What to do: Pick out each line in the records below that contains the word "display" and copy those lines.

Supplied material:
>> Start

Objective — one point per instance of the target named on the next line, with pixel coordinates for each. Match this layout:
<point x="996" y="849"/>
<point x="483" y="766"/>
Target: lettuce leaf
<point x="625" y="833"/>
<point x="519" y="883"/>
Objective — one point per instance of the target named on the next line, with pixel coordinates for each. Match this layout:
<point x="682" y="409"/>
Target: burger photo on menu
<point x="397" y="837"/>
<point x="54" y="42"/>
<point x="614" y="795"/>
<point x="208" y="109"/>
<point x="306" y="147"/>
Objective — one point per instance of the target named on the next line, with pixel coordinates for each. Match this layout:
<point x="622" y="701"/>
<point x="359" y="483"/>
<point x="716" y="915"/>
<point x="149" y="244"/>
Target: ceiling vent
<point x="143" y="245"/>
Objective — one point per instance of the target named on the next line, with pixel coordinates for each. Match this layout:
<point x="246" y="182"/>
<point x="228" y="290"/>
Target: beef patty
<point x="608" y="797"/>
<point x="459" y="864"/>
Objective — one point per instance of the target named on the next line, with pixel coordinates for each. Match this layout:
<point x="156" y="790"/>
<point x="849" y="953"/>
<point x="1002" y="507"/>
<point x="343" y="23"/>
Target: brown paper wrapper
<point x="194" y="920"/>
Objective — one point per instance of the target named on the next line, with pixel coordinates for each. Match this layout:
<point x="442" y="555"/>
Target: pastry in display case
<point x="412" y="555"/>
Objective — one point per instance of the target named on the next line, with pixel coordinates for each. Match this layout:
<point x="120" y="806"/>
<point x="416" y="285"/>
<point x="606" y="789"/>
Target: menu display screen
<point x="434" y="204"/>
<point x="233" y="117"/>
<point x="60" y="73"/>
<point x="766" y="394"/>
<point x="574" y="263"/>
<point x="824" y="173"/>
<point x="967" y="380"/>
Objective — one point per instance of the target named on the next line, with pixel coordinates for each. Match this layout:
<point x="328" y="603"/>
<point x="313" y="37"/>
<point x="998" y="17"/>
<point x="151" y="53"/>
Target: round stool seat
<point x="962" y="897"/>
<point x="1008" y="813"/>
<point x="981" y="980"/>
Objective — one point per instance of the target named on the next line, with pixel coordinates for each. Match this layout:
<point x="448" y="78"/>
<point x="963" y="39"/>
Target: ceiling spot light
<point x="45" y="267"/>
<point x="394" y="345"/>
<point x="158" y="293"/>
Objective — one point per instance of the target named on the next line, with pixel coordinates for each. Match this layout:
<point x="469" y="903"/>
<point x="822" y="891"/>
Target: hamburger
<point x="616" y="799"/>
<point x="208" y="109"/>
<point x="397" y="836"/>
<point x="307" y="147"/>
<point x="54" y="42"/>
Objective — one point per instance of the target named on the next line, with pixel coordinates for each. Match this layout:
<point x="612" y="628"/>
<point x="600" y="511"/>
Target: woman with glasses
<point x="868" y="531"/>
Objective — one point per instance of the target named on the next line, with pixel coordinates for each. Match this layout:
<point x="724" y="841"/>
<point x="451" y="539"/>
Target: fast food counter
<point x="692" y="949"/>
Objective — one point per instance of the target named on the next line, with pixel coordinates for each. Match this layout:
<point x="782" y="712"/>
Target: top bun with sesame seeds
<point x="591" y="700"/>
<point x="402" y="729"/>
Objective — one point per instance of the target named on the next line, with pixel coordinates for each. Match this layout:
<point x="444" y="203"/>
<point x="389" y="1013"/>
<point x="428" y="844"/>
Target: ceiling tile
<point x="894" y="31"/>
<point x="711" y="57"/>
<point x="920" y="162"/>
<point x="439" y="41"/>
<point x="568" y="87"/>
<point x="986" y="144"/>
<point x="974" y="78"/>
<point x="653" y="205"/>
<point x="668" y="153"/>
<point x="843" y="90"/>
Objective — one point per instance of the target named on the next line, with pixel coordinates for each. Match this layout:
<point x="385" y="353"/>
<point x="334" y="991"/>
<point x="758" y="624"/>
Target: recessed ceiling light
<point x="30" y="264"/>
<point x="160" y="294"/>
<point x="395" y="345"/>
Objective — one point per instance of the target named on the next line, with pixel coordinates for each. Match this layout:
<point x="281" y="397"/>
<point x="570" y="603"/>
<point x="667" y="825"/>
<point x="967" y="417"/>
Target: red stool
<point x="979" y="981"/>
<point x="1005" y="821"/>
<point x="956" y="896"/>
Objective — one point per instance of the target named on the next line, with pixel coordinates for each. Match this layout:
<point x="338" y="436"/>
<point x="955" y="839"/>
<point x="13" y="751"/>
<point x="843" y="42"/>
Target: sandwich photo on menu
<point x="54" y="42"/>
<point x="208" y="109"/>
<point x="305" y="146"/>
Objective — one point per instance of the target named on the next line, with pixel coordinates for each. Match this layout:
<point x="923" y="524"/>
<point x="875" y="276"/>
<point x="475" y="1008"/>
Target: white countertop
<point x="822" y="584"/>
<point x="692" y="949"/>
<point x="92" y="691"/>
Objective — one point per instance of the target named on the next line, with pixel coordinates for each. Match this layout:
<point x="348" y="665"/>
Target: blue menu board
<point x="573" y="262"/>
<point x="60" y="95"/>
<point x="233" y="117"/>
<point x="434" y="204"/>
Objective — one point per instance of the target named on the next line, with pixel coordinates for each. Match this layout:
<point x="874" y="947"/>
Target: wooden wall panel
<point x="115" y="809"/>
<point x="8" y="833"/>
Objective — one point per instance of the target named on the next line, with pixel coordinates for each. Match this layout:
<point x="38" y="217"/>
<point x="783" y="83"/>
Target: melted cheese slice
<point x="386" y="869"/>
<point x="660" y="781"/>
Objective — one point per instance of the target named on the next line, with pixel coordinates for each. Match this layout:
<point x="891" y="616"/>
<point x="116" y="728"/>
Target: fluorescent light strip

>> End

Response to the task:
Target: pastry in display case
Target: menu display screen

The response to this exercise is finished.